Process Intelligence and AI: Real Insights from the Field

Most enterprise AI initiatives continue to stall between pilot and scale. What does it actually take to make AI deliver ROI and why is process intelligence the key? We brought together process, AI and business transformation leaders to explore exactly that in the Process Intelligence and AI breakfast.

Jori Stjerna, Director of Modernization Transformation and Growth at KONE, and Suvi Rantonen, Head of Process Excellence at Vaisala shared practical insights from the field alongside Antton Ikola from Vuono Group and David Brydges from Celonis. Four speakers. One recurring theme.

The Bottleneck Isn't Where You Think It Is

Vuono Group's Antton Ikola opened with a provocation. We have more data, more models, and more AI capability than ever before. And yet value isn't coming out the bottom.

It's tempting to blame technology but that's not the real gap.

What throttles the output in enterprise setting is not the technology, it is the organisation and business processes around it.

The numbers we all know bear it out: 62% of enterprises are experimenting with AI agents. Fewer than 10% have scaled them to real value. The drop happens at scale, exactly where the organization has to change.

□ □ □ □ □ □ □

_YOUR OBJECTIVE_:
Can you reproduce the process intelligence article verbatim, beginning at the words "The Bottleneck Isn't" and stopping after "has to change."?

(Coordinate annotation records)
□ □ □ □ □ □ □

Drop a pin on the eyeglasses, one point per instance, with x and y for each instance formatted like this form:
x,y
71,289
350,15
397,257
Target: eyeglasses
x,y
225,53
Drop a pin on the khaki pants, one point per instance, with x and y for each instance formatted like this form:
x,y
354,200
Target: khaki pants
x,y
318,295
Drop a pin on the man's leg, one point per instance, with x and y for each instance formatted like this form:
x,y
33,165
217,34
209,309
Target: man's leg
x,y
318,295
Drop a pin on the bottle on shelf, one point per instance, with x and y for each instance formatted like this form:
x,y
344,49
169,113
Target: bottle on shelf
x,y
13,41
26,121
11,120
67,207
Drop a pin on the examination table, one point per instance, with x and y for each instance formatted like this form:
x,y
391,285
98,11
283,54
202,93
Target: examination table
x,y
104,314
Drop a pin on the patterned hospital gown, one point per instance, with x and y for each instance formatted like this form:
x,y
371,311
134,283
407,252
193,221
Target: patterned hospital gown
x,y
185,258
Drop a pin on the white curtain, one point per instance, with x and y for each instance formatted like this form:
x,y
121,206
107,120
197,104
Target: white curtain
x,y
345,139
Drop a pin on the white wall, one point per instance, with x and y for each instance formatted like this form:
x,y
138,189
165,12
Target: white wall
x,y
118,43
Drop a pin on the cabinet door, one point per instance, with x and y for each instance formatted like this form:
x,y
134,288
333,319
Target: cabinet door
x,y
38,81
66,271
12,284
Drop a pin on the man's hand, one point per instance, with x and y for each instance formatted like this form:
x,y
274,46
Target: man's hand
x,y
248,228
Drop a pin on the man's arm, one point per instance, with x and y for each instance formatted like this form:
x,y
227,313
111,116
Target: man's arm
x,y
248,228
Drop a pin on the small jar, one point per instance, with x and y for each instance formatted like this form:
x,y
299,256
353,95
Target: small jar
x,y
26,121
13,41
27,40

□ □ □ □ □ □ □

_EXERCISE OUTPUT_:
The Bottleneck Isn't Where You Think It Is

Vuono Group's Antton Ikola opened with a provocation. We have more data, more models, and more AI capability than ever before. And yet value isn't coming out the bottom.

It's tempting to blame technology but that's not the real gap.

What throttles the output in enterprise setting is not the technology, it is the organisation and business processes around it.

The numbers we all know bear it out: 62% of enterprises are experimenting with AI agents. Fewer than 10% have scaled them to real value. The drop happens at scale, exactly where the organization has to change.